**Source extract:**
The Spitfires

The Spitfires by Beril Becker
Pyramid Books, 1964
Originally published as Whirlwind in Petticoats
Doubleday, 1947
Price I paid: $3.50

Vicki and Tennie came out of the Midwest and hit New York like a cyclone. The Robber Barons were in full swing, building famous names and fabulous riches, but they were no match for the whirlwind Claflin girls, who lost no time in

  • squeezing a fortune out of Commodore Vanderbilt
  • ruining the most respected preacher in the city, Henry Ward Beecher
  • preaching a scandalous gospel of free love—and practicing it!
  • defeating Boss Tweed, the powerful, corrupt head of Tammany Hall
  • starting a campaign to make Vicki president of the United States!

The Gilded Age was one of the wildest periods in American history—but the Claflin girls were wilder still. Their story is grippy, bawdy—and strangest of all, true!


Last February I reviewed a book called The Gods Hate Kansas, which I seem to remember was most remarkable for its cover. Researching the cover artist, Jack Thurston, led me to The Spitfires. The cover intrigued me enough that I set out to learn more about the book…and hit a wall.

Finding a copy wasn’t that hard. I ordered one online and got it within a week or so. But everything else was wildly difficult. There is no entry for this book on Goodreads, which is especially bothersome because now I have no way of marking it on my yearly book challenge. Searching for the author, Beril Becker, led me only to listings for his—and it took me a fair amount of work to determine that pronoun—other books. I assume they’re his and there’s not another Beril Becker out there.

I’ve probably put more research into this book than any other for this blog. I found a scan from the New York Public Library of the cover of the original Doubleday edition, Whirlwind in Petticoats, which had an author bio on it, confirming that the author was a male. I was about ten percent into the novel before I found that bit of information, and had up to that point been under the impression that I was reading the work of a woman.

For one, I assumed Beril was a woman’s name. Beryl typically is.

For two, this book, written in 1947, is dedicated To All Feminists. I had a hard time imagining a man doing that.

**Brief 1:**
Report how many lines of the rows contain the string "leafy", giving only the number.

Labeled-object pointing rows
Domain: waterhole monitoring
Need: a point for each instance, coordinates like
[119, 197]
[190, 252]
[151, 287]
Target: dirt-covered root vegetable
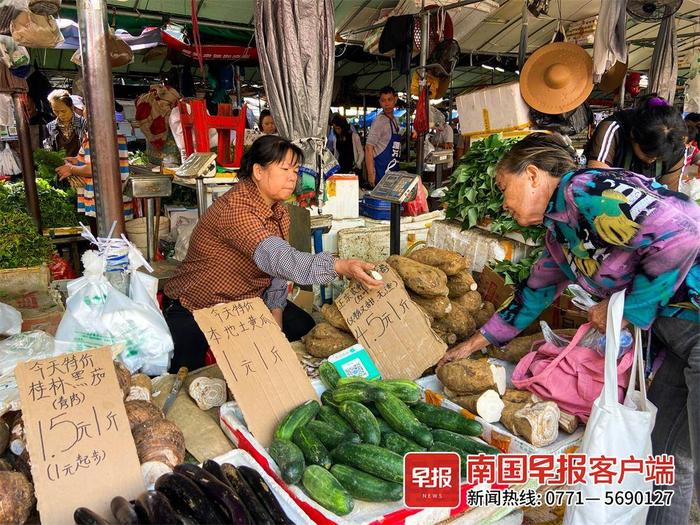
[458, 322]
[16, 498]
[449, 262]
[472, 376]
[325, 340]
[424, 280]
[435, 307]
[487, 405]
[470, 300]
[332, 315]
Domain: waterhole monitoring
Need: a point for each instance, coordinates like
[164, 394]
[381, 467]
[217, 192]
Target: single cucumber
[327, 491]
[289, 458]
[329, 375]
[366, 486]
[372, 459]
[298, 417]
[315, 453]
[362, 420]
[399, 444]
[330, 415]
[465, 443]
[446, 419]
[402, 420]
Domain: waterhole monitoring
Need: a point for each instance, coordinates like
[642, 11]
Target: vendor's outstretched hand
[357, 270]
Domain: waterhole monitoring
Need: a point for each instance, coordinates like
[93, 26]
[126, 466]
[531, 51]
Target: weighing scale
[396, 187]
[148, 182]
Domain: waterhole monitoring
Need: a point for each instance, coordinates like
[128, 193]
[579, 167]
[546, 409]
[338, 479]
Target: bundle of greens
[473, 194]
[20, 243]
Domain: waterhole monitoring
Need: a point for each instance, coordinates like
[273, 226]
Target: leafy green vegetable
[20, 242]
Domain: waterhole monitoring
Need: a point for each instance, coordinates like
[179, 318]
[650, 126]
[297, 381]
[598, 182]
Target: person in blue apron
[383, 145]
[649, 140]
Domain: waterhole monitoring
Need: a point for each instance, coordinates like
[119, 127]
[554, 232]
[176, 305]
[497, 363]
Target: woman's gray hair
[548, 152]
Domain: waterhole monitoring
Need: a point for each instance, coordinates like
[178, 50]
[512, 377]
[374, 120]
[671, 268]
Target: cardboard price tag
[393, 330]
[77, 434]
[258, 363]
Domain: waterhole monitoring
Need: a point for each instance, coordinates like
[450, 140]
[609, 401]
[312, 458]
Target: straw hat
[557, 78]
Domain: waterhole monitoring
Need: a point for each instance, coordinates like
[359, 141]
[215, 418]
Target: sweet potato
[435, 307]
[461, 283]
[446, 260]
[333, 317]
[458, 322]
[421, 278]
[470, 300]
[472, 376]
[325, 340]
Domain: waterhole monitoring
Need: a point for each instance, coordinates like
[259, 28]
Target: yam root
[518, 347]
[470, 300]
[487, 405]
[435, 307]
[449, 262]
[16, 498]
[461, 283]
[325, 340]
[422, 279]
[333, 317]
[472, 376]
[458, 322]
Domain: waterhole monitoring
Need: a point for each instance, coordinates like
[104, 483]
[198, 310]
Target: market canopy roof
[495, 38]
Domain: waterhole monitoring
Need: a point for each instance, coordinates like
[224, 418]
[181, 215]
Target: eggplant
[240, 485]
[264, 493]
[84, 516]
[219, 493]
[187, 498]
[124, 512]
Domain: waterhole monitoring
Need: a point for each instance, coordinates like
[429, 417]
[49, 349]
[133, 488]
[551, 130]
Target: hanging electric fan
[652, 10]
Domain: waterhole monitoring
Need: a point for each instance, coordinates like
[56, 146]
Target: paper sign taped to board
[393, 330]
[77, 434]
[259, 365]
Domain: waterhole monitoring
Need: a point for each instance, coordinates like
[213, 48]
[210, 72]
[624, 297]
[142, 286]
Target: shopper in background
[347, 145]
[65, 132]
[649, 140]
[383, 140]
[610, 230]
[239, 250]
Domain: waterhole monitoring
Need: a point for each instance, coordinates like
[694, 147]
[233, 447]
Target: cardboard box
[493, 109]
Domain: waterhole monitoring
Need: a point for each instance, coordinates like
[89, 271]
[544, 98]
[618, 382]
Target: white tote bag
[616, 430]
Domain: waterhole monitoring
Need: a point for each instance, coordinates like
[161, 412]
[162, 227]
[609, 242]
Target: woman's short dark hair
[549, 152]
[267, 150]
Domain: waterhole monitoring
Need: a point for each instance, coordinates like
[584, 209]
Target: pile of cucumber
[352, 445]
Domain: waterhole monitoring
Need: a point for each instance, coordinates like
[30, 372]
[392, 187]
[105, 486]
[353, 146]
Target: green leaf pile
[20, 242]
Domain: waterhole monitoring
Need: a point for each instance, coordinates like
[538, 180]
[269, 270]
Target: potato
[421, 278]
[435, 307]
[458, 322]
[333, 317]
[461, 283]
[447, 261]
[325, 340]
[470, 300]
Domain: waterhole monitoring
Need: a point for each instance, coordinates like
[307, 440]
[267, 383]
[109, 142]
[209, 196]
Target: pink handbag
[573, 377]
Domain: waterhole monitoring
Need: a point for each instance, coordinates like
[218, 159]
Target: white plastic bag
[616, 430]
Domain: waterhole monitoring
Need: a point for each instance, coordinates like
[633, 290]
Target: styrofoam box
[493, 109]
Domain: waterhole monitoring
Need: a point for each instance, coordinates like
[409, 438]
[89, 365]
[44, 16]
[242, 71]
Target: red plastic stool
[197, 122]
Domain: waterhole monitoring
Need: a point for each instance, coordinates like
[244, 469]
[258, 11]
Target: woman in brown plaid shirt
[239, 250]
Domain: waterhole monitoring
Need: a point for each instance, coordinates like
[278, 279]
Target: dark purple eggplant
[84, 516]
[264, 493]
[187, 498]
[124, 512]
[221, 494]
[240, 485]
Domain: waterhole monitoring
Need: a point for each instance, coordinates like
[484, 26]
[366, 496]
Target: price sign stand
[396, 187]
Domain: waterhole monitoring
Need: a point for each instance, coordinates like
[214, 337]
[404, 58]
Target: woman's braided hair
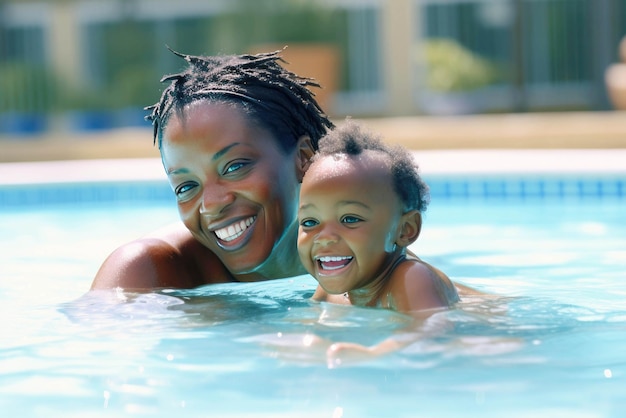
[270, 95]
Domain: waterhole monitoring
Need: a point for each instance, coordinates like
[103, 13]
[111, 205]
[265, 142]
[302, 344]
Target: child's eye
[350, 219]
[308, 223]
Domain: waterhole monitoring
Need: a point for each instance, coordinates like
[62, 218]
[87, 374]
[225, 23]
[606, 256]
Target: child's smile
[349, 215]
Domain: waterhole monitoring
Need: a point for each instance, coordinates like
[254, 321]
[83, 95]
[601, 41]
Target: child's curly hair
[350, 139]
[272, 96]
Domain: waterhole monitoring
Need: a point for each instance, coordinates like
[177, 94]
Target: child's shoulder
[419, 285]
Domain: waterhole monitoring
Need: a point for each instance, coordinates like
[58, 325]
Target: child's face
[349, 219]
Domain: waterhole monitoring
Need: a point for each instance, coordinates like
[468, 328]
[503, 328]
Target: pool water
[549, 342]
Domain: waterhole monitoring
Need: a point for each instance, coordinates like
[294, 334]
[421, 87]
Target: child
[360, 208]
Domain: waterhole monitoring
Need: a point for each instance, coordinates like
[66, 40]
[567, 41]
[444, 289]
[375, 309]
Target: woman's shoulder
[167, 258]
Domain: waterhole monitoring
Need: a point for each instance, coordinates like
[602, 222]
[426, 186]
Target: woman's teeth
[235, 230]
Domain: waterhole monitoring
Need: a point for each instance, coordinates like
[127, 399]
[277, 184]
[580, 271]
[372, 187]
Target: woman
[235, 135]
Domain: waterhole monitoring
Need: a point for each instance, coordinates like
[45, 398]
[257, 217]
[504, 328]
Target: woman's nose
[215, 198]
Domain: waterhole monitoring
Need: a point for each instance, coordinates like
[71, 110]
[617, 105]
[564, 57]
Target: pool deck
[569, 142]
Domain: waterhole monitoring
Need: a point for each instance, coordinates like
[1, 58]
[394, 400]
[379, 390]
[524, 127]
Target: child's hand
[342, 353]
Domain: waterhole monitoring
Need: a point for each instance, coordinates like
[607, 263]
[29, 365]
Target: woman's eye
[184, 189]
[234, 166]
[308, 223]
[349, 219]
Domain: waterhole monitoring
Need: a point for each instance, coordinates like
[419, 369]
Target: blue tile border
[441, 188]
[15, 196]
[527, 187]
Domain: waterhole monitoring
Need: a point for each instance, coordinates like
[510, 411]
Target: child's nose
[326, 236]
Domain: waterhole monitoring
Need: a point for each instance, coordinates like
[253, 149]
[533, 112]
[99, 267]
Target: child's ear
[410, 227]
[304, 153]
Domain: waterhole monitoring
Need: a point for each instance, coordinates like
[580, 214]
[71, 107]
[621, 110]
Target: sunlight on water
[552, 325]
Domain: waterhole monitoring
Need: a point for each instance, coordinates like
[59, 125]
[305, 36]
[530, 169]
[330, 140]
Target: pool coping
[471, 162]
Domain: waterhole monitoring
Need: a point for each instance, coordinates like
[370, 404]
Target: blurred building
[91, 64]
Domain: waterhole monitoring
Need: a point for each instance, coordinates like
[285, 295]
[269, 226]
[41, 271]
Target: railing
[520, 54]
[470, 56]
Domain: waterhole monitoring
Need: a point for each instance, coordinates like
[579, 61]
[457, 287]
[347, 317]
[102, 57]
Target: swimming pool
[551, 244]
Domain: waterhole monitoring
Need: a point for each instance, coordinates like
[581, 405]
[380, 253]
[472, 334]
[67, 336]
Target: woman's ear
[410, 227]
[304, 153]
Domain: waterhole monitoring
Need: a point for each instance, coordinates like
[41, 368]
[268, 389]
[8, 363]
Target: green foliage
[452, 68]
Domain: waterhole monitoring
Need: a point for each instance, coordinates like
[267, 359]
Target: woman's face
[236, 189]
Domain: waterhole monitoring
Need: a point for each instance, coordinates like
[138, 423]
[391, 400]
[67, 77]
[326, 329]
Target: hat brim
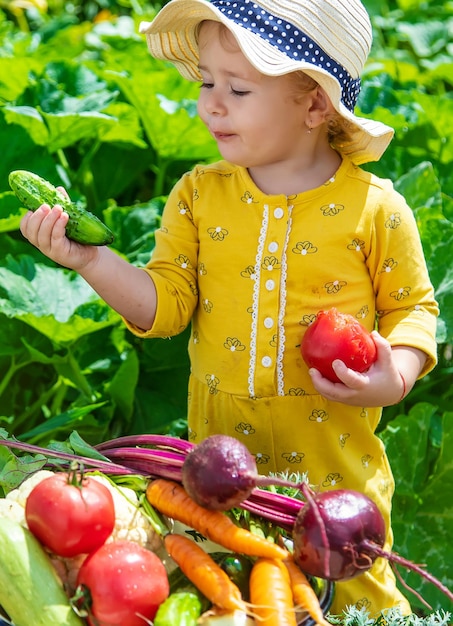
[172, 36]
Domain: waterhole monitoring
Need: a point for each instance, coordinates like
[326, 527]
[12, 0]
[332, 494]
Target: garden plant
[84, 105]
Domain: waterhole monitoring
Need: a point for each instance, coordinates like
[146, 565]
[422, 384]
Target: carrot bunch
[278, 588]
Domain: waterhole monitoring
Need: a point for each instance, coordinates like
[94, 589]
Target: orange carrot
[204, 573]
[271, 597]
[172, 500]
[304, 595]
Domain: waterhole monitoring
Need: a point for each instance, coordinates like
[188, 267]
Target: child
[252, 247]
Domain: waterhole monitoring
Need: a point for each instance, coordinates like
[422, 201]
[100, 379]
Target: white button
[273, 246]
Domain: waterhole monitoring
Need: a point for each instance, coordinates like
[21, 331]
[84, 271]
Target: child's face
[255, 119]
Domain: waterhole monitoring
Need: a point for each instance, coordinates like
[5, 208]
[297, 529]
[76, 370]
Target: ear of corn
[83, 227]
[30, 591]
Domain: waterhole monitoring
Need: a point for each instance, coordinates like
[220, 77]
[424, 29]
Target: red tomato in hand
[126, 584]
[334, 335]
[70, 518]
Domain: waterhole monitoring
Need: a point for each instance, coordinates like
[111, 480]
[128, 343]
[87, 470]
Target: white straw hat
[327, 39]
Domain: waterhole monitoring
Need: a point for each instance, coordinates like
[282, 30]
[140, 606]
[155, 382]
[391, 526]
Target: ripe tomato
[126, 584]
[70, 515]
[334, 335]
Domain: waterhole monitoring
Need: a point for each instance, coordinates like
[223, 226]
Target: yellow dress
[250, 272]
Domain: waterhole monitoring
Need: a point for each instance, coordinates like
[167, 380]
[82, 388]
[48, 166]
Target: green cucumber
[30, 591]
[83, 227]
[182, 608]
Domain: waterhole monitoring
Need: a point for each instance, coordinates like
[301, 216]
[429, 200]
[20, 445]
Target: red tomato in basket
[126, 584]
[334, 335]
[70, 518]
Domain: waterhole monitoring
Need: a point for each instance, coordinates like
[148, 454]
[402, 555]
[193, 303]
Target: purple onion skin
[350, 520]
[219, 473]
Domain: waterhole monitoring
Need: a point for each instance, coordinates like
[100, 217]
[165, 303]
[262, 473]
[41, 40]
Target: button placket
[268, 309]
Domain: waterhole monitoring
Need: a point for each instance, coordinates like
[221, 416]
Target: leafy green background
[83, 104]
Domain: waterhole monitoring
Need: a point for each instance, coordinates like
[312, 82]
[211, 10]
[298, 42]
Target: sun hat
[327, 39]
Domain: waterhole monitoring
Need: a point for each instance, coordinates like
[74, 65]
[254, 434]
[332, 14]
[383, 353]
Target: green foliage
[84, 105]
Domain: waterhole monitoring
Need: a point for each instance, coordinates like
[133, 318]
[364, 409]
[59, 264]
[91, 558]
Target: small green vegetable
[30, 591]
[238, 567]
[83, 227]
[182, 608]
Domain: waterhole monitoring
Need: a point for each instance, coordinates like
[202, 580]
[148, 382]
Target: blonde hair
[339, 129]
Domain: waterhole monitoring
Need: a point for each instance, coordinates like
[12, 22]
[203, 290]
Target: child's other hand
[45, 228]
[381, 385]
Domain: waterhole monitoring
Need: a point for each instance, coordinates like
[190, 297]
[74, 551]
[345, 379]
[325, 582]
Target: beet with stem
[220, 473]
[339, 534]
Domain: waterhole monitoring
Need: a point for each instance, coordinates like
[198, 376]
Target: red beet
[339, 534]
[332, 534]
[220, 473]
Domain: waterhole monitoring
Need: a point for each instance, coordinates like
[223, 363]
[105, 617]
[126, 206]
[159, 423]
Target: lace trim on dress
[282, 309]
[256, 293]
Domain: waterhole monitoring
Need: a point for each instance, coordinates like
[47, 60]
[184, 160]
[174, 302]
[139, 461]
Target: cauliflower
[130, 522]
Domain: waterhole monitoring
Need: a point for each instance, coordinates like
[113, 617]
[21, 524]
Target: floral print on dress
[308, 319]
[332, 479]
[293, 457]
[388, 266]
[183, 262]
[393, 221]
[244, 429]
[335, 286]
[318, 415]
[248, 198]
[365, 460]
[363, 312]
[212, 381]
[304, 247]
[357, 245]
[363, 603]
[401, 293]
[207, 305]
[332, 209]
[233, 344]
[217, 233]
[184, 209]
[296, 391]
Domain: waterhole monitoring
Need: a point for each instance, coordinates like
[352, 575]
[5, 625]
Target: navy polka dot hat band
[290, 40]
[327, 39]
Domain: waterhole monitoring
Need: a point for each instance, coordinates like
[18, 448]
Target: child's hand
[45, 228]
[381, 385]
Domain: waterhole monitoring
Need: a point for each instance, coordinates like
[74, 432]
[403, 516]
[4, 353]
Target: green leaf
[166, 105]
[422, 505]
[56, 302]
[61, 423]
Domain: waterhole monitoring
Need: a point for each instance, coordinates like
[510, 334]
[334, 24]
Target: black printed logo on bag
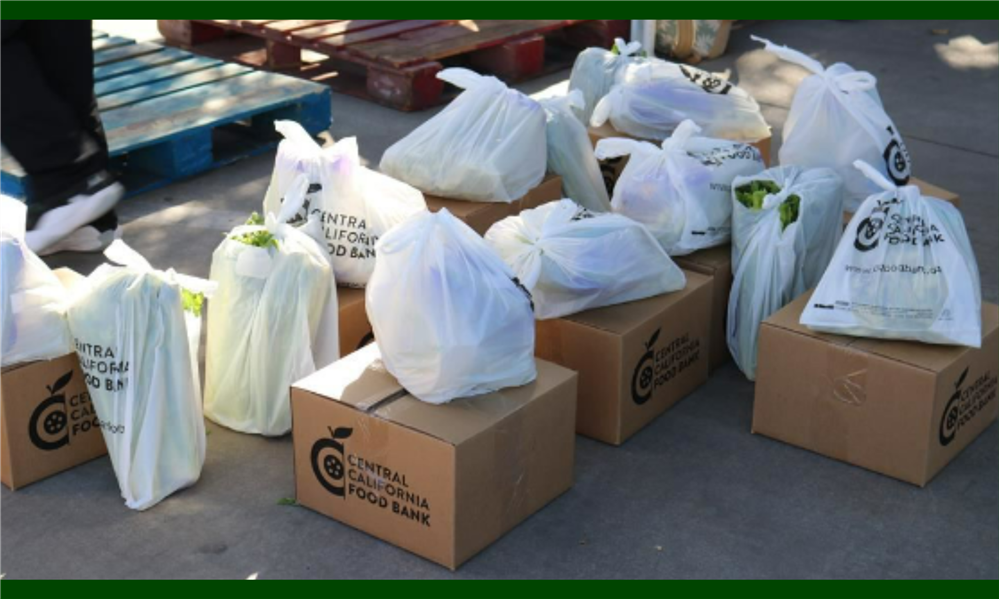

**Brief 2:**
Pick up the review of The Spitfires after its last sentence and keep writing.

**Task output 1:**
2

**Task output 2:**
I also found an old Kirkus review that wasn’t terribly helpful and an article on JSTOR about biographies of women from 1955 that makes reference to it. I procured the full College English article via library means and found it to be dismissive and insulting to both the book and women in general:

Women are interested in the suffering female, and most book buyers are women. (It is worth noting that even the best writers in the field like to write about a woman.) Furthermore, the Claflin sisters were reformers; they wanted to emancipate their sex. That too has a strong appeal for the dishpan and diaper trade.

Bode, Carl. “The Buxom Biographies.” College English, vol. 16, no. 5, 1955, pp. 265–269. JSTOR, http://www.jstor.org/stable/372338.

This passage made me love this book even more. And I really loved this book.

What we’ve got is a fictionalized biography of two of the coolest women in American history, sisters Victoria Woodhull and Tennessee Claflin. Together, these women spent the 1870s running a newspaper, preaching about Spiritualism, becoming the first women stockbrokers on Wall Street, and making life a living hell for some of the most famous figures of the time.

The book focuses more on Victoria than her sister because she was the more public face of the pair. Victoria was an advocate of Free Love and the idea that marriage, as it was currently practiced, makes slaves of women. She called for women to take control over their sex lives and spoke boldly on the matter. Tennessee, for her part, was no prude, and was happy to use her good looks and sexuality both for her own enjoyment and to further her goals.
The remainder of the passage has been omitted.